» **Task statement**:
Continue the article on the Fuel for Warmth charity, picking up after its final sentence.

» **Source document**:

Fuel for Warmth doubles fuel ‘gifts’
Published May 9, 2017
Fuel for Warmth, a registered charitable organization, serving all areas of the Haliburton Highlands, reports that the winter of 2016/17 was a period of high demand for its services.
Fuel for Warmth has been in service to the highlands for nine years. Joanne Barnes originated this service in our region and with the support of dedicated volunteers, the charity has led the way for others to provide similar programs.
The primary demand for assistance this winter was for fuel oil. Fifty-nine per cent asked for help with their fuel oil costs and 31 per cent requested firewood support. There were smaller amounts for propane at six per cent and wood pellets at four per cent. Fuel for Warmth also referred 13 families to the Low Income Energy Assistance Program for Hydro expenses.
Key to the efforts of Fuel for Warmth this year was the very successful fundraising from the 2016 Highlands Christmas Shindig and funds from the Canoe FM radio bingo. These, plus the generous support of donors throughout the Highlands enabled Fuel for Warmth to double the amount of the fuel “gifts” to clients. This was extremely important when you consider that many residences require $100 or more, per week, to heat in the winter.
We continue to employ a fiduciary process that examines all requests through local suppliers and then, on confirmation of the need, make payments on our client’s behalf. We can report that in virtually all instances the requests are valid and very necessary. As a charitable organization we take our responsibility to our donors and our clients very seriously.

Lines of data
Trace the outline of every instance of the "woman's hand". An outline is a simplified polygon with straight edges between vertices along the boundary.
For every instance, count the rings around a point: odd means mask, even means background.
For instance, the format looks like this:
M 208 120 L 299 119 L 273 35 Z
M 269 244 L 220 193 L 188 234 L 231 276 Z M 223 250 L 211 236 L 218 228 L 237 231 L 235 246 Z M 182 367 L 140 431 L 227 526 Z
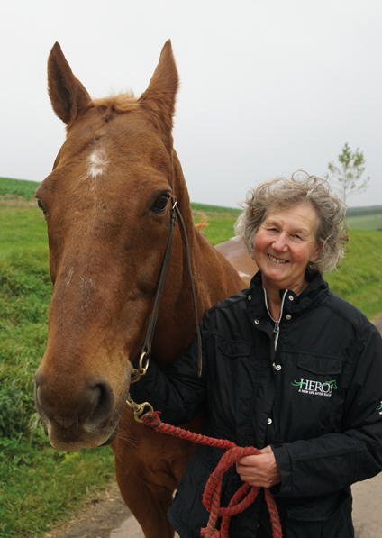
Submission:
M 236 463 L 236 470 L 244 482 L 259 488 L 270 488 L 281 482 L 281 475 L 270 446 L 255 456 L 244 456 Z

* * *

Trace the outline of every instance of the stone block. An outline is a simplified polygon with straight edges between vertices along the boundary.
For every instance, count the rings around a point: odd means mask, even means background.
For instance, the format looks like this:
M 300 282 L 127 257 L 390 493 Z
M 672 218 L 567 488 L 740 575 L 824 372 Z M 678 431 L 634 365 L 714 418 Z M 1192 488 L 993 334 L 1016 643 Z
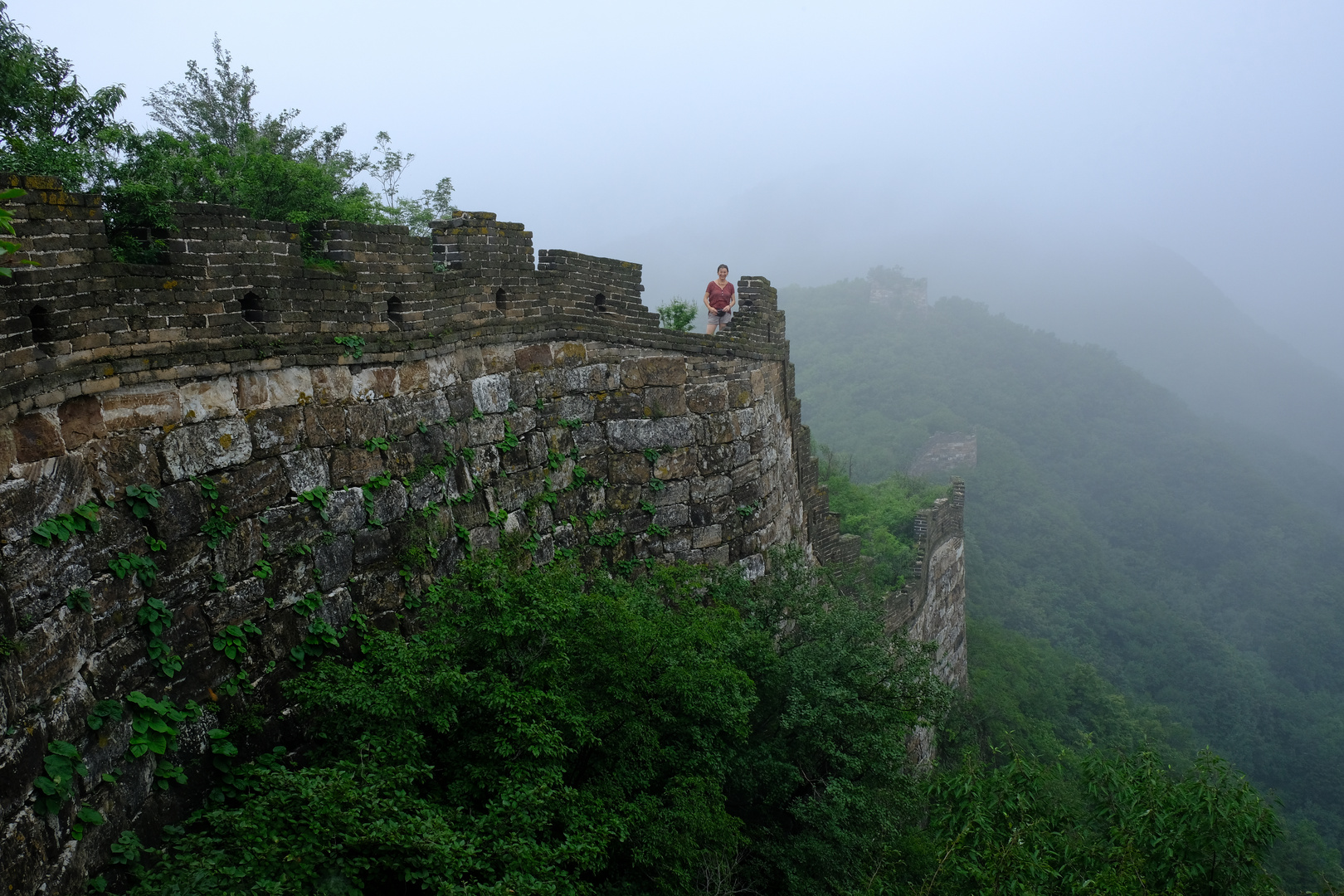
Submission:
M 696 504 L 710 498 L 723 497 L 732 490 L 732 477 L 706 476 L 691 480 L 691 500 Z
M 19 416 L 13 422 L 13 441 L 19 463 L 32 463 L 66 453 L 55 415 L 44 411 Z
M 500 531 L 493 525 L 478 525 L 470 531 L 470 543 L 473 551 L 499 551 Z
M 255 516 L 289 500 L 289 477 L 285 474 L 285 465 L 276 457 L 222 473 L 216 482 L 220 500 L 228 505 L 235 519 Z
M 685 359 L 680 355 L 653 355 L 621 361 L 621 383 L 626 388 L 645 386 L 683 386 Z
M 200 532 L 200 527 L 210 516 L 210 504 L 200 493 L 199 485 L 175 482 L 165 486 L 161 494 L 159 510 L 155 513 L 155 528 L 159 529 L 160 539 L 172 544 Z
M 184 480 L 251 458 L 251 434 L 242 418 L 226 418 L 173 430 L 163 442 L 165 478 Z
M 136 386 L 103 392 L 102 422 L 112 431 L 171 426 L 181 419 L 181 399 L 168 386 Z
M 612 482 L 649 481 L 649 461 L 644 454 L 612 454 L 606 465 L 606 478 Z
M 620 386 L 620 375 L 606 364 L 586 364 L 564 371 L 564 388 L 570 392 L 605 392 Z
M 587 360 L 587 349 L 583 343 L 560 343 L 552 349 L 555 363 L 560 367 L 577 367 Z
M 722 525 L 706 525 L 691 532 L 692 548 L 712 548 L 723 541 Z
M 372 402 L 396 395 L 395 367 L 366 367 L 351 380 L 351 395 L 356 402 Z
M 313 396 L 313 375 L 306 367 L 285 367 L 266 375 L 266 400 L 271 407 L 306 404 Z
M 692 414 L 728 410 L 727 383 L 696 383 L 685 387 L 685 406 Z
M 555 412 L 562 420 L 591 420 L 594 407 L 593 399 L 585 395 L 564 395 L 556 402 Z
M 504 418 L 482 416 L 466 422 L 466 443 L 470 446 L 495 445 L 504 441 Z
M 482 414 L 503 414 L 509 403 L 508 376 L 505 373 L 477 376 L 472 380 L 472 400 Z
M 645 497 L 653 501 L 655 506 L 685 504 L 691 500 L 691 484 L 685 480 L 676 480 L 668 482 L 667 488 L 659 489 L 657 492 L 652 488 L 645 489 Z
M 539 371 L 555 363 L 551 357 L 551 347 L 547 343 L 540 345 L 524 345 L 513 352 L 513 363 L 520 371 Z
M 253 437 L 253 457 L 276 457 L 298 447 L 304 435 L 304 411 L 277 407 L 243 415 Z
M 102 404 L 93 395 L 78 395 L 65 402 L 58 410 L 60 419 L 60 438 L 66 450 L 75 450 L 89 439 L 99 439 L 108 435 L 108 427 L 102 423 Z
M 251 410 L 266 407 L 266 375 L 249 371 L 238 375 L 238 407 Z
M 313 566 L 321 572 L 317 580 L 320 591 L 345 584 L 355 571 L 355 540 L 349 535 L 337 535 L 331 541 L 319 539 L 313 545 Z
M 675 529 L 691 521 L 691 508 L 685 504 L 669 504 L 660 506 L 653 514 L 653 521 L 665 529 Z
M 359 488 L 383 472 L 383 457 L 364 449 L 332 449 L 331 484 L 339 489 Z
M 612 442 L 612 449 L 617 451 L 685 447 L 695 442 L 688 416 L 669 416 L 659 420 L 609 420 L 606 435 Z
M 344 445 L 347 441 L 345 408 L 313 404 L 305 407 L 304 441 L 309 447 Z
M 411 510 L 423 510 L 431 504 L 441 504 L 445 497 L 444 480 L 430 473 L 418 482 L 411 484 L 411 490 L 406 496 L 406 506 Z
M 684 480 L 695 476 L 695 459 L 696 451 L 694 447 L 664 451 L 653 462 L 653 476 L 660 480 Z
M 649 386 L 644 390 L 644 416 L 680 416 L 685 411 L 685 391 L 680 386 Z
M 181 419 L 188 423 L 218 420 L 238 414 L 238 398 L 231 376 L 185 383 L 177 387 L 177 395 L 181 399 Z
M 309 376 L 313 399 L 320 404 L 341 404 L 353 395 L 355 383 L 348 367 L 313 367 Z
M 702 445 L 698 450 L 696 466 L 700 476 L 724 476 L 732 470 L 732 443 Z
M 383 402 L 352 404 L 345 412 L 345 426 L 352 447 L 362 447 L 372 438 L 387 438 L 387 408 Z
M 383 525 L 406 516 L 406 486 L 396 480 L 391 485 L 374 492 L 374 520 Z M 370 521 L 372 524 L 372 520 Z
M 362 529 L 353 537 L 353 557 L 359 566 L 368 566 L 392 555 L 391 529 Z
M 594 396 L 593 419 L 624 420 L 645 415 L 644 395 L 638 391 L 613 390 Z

* * *

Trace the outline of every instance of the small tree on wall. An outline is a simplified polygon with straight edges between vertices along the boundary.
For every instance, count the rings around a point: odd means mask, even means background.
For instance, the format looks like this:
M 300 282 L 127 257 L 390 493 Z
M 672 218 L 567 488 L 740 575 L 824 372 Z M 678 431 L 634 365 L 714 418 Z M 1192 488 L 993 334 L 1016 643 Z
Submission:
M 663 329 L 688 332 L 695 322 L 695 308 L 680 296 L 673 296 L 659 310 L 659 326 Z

» **The response**:
This year Fuel for Warmth reported that 66 per cent of the requests came from Minden Hills, 16 per cent from Kinmount, 12 per cent from Dysart et al, four per cent from Algonquin Highlands and two per cent from Highlands East. Adults represented the largest proportion of people helped, at 53 per cent. The organization reported 22 per cent were children and a further 25 per cent were seniors in our county.
Thanks to the generosity of the Scotty Morrison family and the Marty Udvari family, Fuel for Warmth purchased a professional grade wood splitter which the volunteers used to good effect. The process of receiving wood contributions (logs), cutting and splitting is an ongoing part of the volunteer efforts of the organization. This ensures that, come the colder season, there is a good supply of dry wood available for those in need.
It is a fact of life that costs for families and individuals continue to climb in our county. The cost of accommodation, taxes, food, clothing and other necessities put significant pressure on those with fixed incomes or who are the working poor. In the highlands, many of those employed are holding down more than one job to try and make ends meet but unfortunately funds run out before the end of the month. And that is even more pronounced in the winter season. Fuel for Warmth is able to step in and support them during the most devastating season of the year when tourism and outside employment is at a seasonal low. As Isabella Daley said in an article in the OnPolicy report (2016)
“Being working poor is thinking $12 an hour is a great job.” As we all know, that doesn’t take you very far.
We know how dire the need is when we consider the demand on our food banks and our school food programs. The good work that local organizations do in these areas is a close companion to the efforts of Fuel for Warmth. It is our intention to continue to close the gap, keep adults and children warm, while they deal with all their other challenges.
The response back from our clients is heartwarming and at the same time heartbreaking. The calls and notes of appreciation are the fuel for our volunteers. When it’s appropriate, we are able to make contact with other services in order to try and assist them in other areas of their lives.
2016/17 was an extremely busy period. We track our requests by households, while noting those in the residence being served. Yes, the number of individuals is in the hundreds, but of greater significance is the fact that the number of households requesting help has not diminished. What are the final numbers? Well, we won’t know that for a short while yet. We are still filling requests as the season continues to bring cold, damp days.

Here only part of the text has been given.